Referring expression data
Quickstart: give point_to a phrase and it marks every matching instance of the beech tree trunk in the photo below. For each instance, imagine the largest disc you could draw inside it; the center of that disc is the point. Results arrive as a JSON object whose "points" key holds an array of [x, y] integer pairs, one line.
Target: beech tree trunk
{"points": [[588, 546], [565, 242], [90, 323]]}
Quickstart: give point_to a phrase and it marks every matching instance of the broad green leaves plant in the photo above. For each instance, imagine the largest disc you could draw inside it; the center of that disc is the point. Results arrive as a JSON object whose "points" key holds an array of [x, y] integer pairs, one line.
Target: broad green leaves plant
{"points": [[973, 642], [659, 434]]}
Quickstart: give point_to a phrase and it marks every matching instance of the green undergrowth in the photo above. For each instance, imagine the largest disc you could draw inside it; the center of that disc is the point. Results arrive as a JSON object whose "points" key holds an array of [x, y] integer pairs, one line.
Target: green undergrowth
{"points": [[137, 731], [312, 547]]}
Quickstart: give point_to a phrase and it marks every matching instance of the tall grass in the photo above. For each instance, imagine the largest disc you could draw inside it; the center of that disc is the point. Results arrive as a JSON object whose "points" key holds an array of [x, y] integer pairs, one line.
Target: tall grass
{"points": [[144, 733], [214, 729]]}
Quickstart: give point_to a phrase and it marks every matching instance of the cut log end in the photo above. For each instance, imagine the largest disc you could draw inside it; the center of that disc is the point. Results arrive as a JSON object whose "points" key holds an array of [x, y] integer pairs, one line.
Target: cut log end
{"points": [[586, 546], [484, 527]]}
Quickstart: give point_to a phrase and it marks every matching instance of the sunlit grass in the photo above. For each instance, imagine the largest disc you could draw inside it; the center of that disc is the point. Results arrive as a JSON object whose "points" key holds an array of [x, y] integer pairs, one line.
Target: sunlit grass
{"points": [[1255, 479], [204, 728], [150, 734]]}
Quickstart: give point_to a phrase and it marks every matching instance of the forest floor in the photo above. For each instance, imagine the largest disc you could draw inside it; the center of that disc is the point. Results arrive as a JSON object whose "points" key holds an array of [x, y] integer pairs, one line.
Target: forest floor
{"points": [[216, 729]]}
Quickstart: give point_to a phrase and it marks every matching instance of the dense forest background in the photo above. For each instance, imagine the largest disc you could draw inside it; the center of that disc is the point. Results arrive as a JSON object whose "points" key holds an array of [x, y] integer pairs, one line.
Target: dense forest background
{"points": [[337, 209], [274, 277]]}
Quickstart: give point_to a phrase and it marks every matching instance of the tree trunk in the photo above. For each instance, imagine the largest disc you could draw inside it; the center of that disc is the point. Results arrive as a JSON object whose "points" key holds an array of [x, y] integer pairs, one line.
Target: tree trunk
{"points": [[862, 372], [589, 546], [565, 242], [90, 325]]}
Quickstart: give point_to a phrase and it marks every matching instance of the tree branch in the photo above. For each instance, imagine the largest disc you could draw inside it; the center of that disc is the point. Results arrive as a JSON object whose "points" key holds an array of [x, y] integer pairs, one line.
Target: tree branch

▸ Work instruction: Among the entries above, say how many lines hold the word "branch". No other words belong in the answer.

▸ Reply to the task: 2